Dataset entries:
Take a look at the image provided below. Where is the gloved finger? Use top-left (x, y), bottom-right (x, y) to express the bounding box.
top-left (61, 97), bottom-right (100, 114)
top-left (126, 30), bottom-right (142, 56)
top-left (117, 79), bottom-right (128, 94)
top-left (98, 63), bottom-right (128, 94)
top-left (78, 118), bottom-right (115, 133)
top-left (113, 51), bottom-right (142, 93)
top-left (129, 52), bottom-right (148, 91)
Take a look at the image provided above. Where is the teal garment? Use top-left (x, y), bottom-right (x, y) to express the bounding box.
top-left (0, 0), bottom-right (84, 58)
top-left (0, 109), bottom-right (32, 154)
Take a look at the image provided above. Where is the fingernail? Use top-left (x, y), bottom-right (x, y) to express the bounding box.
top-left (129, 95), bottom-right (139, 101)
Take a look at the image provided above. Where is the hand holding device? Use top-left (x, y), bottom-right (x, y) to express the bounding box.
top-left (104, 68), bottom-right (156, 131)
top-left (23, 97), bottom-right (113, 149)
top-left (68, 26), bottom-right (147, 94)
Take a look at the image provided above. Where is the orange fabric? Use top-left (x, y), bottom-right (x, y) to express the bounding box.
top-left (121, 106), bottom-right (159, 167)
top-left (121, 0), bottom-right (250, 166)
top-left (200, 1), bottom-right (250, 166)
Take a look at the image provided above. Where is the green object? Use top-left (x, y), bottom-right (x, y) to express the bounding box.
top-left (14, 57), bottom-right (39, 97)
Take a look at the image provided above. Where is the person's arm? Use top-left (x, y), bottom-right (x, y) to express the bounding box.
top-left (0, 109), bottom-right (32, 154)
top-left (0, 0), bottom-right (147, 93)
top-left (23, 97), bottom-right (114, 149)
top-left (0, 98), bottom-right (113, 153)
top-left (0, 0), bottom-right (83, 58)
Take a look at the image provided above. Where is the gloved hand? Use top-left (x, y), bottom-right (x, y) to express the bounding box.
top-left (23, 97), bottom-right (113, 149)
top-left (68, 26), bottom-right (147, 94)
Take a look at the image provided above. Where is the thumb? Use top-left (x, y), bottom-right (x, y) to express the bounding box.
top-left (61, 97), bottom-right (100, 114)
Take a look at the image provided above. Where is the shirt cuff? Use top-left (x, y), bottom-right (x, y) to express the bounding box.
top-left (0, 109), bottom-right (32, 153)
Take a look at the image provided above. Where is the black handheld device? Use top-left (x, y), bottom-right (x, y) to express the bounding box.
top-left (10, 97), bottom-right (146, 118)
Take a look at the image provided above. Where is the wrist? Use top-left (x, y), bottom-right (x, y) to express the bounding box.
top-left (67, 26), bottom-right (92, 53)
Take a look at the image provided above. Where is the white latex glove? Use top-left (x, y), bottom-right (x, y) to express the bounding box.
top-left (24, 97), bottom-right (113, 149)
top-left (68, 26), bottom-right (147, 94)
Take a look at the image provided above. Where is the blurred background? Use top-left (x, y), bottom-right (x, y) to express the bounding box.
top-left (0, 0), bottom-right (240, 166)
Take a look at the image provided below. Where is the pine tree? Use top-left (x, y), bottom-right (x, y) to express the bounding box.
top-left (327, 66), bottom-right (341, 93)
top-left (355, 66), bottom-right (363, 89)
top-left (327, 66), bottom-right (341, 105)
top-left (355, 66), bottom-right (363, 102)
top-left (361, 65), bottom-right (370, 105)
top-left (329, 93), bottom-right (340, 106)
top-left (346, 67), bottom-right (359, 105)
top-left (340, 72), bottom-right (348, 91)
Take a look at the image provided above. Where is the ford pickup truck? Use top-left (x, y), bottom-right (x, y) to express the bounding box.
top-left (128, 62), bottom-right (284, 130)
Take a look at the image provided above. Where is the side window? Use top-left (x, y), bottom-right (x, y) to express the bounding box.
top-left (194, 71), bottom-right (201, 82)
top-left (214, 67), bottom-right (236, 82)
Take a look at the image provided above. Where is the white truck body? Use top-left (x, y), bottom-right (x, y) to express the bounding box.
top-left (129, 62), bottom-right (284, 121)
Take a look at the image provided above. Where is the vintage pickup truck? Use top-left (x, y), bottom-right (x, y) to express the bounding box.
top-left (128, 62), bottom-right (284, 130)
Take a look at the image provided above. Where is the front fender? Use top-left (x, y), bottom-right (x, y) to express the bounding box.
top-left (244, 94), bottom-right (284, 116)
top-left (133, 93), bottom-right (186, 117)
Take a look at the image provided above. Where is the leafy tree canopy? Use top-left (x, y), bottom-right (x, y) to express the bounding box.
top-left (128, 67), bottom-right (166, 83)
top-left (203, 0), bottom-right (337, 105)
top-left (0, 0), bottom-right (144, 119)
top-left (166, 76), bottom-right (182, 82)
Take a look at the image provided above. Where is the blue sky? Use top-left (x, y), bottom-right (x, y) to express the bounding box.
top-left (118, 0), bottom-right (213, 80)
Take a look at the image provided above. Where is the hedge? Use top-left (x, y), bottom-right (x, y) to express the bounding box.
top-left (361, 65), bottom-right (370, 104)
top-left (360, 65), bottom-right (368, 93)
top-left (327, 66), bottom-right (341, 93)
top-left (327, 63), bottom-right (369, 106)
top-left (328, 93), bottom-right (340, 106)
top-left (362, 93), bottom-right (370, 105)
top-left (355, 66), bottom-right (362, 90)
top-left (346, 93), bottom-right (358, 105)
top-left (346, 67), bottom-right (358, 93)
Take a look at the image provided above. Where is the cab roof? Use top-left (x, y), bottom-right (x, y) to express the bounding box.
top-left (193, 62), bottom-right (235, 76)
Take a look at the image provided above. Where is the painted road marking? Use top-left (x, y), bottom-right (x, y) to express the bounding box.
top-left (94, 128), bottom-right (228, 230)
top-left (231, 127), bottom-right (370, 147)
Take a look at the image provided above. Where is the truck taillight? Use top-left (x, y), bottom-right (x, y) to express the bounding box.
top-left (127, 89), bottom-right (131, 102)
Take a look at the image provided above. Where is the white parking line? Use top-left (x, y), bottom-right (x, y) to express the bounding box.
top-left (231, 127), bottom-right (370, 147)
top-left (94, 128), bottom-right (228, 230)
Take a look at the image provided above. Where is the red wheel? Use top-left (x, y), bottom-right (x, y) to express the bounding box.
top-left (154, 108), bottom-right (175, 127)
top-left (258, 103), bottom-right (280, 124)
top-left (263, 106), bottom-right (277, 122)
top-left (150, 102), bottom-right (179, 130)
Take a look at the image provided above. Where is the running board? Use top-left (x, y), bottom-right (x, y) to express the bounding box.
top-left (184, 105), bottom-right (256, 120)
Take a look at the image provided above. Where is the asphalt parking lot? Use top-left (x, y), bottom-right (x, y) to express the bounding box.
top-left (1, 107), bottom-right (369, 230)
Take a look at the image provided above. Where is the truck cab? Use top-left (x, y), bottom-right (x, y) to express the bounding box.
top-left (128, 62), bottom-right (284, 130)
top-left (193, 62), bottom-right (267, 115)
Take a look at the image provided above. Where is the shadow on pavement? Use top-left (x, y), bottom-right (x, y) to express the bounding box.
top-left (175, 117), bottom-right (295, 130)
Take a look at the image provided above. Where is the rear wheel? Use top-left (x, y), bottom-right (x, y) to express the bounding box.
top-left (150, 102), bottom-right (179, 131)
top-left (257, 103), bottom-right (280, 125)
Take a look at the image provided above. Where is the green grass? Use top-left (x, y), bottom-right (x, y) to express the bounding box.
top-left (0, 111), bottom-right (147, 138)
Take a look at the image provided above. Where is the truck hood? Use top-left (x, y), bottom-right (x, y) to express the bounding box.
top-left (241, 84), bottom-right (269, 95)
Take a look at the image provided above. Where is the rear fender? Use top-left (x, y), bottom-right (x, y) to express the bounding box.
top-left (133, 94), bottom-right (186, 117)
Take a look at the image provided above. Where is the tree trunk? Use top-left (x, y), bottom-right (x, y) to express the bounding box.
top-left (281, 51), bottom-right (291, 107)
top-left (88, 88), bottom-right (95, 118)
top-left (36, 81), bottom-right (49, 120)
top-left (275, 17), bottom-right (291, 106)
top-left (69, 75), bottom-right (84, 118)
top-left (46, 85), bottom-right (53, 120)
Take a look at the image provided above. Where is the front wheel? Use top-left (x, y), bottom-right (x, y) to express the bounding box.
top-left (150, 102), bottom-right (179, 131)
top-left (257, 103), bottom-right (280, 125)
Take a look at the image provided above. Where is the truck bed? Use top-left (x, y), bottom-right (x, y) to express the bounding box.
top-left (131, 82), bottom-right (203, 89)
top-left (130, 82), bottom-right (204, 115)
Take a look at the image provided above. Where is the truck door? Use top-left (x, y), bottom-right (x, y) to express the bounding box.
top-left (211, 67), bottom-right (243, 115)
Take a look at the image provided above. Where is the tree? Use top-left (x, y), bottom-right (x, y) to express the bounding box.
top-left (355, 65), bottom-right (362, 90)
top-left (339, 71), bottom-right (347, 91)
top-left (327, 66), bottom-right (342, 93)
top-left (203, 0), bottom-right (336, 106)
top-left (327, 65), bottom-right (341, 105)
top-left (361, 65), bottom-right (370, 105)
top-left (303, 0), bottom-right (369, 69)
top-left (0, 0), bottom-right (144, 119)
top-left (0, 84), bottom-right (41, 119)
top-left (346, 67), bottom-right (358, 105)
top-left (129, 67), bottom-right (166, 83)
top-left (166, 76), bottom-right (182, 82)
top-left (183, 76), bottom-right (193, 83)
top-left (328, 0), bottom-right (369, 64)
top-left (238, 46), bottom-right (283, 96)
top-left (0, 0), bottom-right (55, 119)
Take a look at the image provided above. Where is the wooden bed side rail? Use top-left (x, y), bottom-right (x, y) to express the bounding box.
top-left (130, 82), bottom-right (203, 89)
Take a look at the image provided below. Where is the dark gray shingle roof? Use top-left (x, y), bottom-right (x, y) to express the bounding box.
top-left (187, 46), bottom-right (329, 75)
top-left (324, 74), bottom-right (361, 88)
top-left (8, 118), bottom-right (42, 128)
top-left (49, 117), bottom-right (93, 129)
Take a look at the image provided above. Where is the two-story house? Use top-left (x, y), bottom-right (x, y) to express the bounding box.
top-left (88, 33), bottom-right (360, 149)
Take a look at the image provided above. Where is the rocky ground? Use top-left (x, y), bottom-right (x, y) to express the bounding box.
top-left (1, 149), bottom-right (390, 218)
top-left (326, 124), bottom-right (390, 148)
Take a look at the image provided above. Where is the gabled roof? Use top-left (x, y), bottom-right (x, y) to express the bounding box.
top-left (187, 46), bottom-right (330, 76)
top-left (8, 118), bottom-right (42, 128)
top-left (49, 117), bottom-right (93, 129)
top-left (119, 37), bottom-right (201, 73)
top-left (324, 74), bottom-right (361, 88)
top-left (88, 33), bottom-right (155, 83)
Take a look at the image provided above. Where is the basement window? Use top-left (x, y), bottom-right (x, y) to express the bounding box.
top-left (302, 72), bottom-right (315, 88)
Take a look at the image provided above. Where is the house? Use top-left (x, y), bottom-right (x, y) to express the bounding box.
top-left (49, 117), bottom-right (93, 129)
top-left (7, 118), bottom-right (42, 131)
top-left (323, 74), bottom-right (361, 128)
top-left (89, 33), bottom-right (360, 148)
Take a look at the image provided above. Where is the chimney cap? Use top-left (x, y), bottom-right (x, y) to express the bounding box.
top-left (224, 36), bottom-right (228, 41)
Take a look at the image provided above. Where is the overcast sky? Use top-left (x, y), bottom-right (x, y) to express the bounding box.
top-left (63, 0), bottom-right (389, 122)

- [Problem to solve]
Copy exactly. The range runs from the line containing "is the rocky" through the last line of the data.

- [Task response]
Take a look at the image provided above. Where is the rocky ground? Use top-left (x, y), bottom-right (x, y) to express the bounding box.
top-left (1, 149), bottom-right (390, 218)
top-left (326, 124), bottom-right (390, 148)
Take a look at the image provided above. Where is the gabled roof? Use top-left (x, y), bottom-right (x, y) to express the bounding box.
top-left (187, 46), bottom-right (330, 76)
top-left (8, 118), bottom-right (42, 128)
top-left (49, 117), bottom-right (93, 129)
top-left (119, 37), bottom-right (201, 73)
top-left (324, 74), bottom-right (361, 88)
top-left (88, 33), bottom-right (155, 83)
Take a look at the image provided above. Where is the basement window? Use top-left (x, y), bottom-right (x, y) to express the bounding box.
top-left (302, 72), bottom-right (315, 88)
Take a look at the image provided above. Where is the house? Use top-left (x, y), bottom-right (x, y) to express the bounding box.
top-left (49, 117), bottom-right (93, 129)
top-left (7, 118), bottom-right (42, 131)
top-left (323, 74), bottom-right (361, 128)
top-left (89, 33), bottom-right (360, 148)
Take a look at the image provided above. Where is the chimney cap? Use top-left (x, y), bottom-right (x, y) to express the bounding box.
top-left (224, 36), bottom-right (228, 41)
Take a look at the image provided above. Where is the overcast sky? Use top-left (x, y), bottom-right (x, y) to express the bounding box.
top-left (63, 0), bottom-right (389, 122)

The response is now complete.